::: PAGE TEXT :::

This captures the proving work of trials quite vividly. The Lord tests our hearts in the crucible whereby the heat of His holiness melts away impurities, so that only the beauty of the cross remains. James tells us to consider this trying process a great joy, because it reveals the grace of God more vividly by approving the validity of our faith and improving the maturity of our faith.
“Count it all joy, my brothers, when you meet trials of various kinds, for you know that the testing of your faith produces steadfastness. And let steadfastness have its full effect, that you may be perfect and complete, lacking in nothing.” (Ja. 1:2-4)
Trials Produce Steadfastness
Few things frustrated me more than running out of gas while mowing the yard. I was impatient when I was young. The nearest gas station was a long walking distance to the end of the neighborhood which would set me back a good hour. On occasion, I would leave the yard half-mowed until my parents could refill the gas can. Not so with trials. They never leave a job unfinished. They always produce steadfastness.
This word “produces” is an intensified verb conveying a kind of persistent work that labor until completion. The Roman occupied world of that day would have easily identified this term as mining or farming term. They understood that miners would prevail against the rock until precious metals were excavated. Farmers would prevail against the soil until it yielded produce. The term was never used to refer to an incomplete job or a performance that was done halfway. James to say that trials always accomplish their intended goal. They are never unproductive. They always produce steadfastness.

::: RECORDS PROVIDED :::

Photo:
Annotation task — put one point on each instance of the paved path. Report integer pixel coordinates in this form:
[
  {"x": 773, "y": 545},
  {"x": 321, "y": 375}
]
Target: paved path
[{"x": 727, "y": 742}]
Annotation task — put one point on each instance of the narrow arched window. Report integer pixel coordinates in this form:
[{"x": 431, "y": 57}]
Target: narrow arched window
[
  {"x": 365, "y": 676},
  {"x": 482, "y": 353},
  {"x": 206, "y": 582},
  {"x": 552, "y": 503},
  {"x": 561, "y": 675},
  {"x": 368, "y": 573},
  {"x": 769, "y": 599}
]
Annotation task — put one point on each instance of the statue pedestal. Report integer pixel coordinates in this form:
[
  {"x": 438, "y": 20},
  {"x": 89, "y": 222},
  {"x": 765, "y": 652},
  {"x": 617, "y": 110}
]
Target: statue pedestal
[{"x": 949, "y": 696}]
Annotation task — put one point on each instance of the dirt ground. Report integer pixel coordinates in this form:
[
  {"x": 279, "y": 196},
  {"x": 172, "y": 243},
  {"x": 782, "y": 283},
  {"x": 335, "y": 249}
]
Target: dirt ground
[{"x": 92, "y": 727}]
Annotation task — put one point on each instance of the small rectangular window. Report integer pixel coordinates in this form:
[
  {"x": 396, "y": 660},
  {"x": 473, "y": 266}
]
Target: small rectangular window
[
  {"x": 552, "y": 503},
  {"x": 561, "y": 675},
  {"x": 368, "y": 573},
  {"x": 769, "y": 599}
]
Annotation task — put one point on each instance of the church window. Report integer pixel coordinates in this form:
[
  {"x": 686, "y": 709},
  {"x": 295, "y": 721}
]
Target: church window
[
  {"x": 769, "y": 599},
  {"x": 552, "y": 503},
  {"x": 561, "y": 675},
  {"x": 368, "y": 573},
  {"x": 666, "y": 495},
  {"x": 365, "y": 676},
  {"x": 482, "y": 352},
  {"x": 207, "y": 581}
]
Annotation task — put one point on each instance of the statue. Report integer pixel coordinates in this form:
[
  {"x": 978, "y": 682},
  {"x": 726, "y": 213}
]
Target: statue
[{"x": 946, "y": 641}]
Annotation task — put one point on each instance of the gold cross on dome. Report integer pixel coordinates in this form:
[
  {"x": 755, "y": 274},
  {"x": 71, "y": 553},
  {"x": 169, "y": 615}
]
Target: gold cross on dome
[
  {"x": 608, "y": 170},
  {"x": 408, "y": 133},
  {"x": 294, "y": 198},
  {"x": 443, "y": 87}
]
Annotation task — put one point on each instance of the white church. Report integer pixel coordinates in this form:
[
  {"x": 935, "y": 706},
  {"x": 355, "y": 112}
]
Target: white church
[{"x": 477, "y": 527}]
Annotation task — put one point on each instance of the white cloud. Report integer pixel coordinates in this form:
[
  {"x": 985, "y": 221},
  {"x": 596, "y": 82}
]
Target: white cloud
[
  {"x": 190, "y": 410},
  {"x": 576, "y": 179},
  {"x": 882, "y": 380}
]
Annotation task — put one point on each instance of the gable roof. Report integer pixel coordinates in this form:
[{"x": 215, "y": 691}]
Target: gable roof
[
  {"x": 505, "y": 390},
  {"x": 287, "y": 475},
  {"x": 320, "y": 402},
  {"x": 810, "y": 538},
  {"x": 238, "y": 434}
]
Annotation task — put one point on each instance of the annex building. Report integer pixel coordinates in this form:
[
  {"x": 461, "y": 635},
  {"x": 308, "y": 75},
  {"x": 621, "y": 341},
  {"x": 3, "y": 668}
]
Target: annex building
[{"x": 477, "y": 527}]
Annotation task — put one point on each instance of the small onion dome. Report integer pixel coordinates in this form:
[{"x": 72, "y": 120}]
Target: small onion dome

:::

WRITTEN TASK: Write out the part of the passage on trials that starts with "This captures the" and goes on through "of our faith.".

FULL OUTPUT:
This captures the proving work of trials quite vividly. The Lord tests our hearts in the crucible whereby the heat of His holiness melts away impurities, so that only the beauty of the cross remains. James tells us to consider this trying process a great joy, because it reveals the grace of God more vividly by approving the validity of our faith and improving the maturity of our faith.